Location identification items:
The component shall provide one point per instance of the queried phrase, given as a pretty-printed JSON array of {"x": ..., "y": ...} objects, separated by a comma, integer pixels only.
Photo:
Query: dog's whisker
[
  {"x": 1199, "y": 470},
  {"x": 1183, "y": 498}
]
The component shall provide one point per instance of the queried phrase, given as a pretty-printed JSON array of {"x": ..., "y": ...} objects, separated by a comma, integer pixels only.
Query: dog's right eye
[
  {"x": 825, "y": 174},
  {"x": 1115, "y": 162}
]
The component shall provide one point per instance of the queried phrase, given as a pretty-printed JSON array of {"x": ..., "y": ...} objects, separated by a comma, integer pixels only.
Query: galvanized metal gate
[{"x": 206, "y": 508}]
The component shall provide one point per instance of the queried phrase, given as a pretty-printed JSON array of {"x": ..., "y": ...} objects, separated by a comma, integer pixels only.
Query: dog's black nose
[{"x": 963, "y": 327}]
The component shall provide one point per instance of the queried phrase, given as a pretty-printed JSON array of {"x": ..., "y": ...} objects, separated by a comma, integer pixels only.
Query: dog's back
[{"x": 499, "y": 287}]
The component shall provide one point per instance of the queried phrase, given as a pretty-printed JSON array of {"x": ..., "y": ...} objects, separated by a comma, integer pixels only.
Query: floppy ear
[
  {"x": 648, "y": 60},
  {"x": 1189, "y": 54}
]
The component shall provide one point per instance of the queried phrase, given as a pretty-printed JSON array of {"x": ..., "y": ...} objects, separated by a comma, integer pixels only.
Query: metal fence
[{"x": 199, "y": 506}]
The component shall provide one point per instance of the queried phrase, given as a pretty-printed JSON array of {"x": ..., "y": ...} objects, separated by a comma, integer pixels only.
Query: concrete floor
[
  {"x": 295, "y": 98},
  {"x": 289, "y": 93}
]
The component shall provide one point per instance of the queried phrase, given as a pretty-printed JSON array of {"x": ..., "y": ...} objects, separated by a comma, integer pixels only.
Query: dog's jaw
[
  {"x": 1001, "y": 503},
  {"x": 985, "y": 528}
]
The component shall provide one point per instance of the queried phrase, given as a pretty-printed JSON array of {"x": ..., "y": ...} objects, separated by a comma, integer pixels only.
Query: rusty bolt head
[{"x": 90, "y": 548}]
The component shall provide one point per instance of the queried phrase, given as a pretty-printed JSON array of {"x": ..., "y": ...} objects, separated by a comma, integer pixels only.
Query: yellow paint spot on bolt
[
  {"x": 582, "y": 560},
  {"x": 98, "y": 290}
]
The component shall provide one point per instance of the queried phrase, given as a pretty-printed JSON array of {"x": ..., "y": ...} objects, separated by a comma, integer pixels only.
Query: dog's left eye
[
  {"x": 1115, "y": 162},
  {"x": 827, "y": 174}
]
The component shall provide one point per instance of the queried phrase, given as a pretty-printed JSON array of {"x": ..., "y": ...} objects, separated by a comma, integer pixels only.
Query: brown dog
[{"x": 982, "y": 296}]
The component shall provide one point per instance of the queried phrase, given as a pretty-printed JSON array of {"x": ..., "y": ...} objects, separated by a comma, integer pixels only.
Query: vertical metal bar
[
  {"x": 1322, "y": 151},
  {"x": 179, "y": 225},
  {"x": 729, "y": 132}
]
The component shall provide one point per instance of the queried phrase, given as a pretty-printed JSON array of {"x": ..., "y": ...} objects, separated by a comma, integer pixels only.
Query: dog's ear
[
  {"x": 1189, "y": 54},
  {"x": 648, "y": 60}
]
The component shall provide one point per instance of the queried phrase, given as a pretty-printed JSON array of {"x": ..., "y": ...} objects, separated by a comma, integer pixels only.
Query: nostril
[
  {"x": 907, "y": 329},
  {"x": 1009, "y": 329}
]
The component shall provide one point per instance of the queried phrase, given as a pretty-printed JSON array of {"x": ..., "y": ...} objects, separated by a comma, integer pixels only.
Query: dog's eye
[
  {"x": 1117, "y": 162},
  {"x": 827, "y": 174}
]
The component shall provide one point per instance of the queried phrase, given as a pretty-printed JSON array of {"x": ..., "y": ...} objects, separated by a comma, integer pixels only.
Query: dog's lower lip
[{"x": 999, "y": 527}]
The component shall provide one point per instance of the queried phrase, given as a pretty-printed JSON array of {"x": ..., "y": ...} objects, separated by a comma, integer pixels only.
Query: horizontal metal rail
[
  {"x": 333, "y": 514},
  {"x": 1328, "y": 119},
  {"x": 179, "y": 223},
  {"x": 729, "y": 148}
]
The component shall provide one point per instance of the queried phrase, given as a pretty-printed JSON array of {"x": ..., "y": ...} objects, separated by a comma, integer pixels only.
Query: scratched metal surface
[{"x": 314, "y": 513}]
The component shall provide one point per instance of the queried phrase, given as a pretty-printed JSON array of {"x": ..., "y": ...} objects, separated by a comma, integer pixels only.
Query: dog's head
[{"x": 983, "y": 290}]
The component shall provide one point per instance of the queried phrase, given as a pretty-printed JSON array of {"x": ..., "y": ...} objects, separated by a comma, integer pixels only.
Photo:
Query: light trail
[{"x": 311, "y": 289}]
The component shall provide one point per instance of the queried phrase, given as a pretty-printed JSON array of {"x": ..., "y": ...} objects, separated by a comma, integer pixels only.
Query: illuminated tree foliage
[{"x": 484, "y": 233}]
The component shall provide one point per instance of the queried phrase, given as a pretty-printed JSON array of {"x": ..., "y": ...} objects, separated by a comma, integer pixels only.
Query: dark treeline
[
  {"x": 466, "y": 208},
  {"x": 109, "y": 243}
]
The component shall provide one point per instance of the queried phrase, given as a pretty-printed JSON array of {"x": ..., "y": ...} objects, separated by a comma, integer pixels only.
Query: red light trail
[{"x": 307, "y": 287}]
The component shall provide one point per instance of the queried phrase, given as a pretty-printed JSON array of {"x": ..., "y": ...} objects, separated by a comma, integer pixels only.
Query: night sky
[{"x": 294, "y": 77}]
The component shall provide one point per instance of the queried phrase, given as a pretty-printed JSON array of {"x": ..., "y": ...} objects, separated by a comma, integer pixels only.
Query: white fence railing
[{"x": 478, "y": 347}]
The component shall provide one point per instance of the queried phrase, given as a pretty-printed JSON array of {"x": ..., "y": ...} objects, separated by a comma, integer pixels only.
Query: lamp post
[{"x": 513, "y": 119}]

→ **Task statement**
Extract each line of the rows above that contains the string "bolt".

→ **Answer to this exercise**
Query: rusty bolt head
Query: yellow paint spot on bolt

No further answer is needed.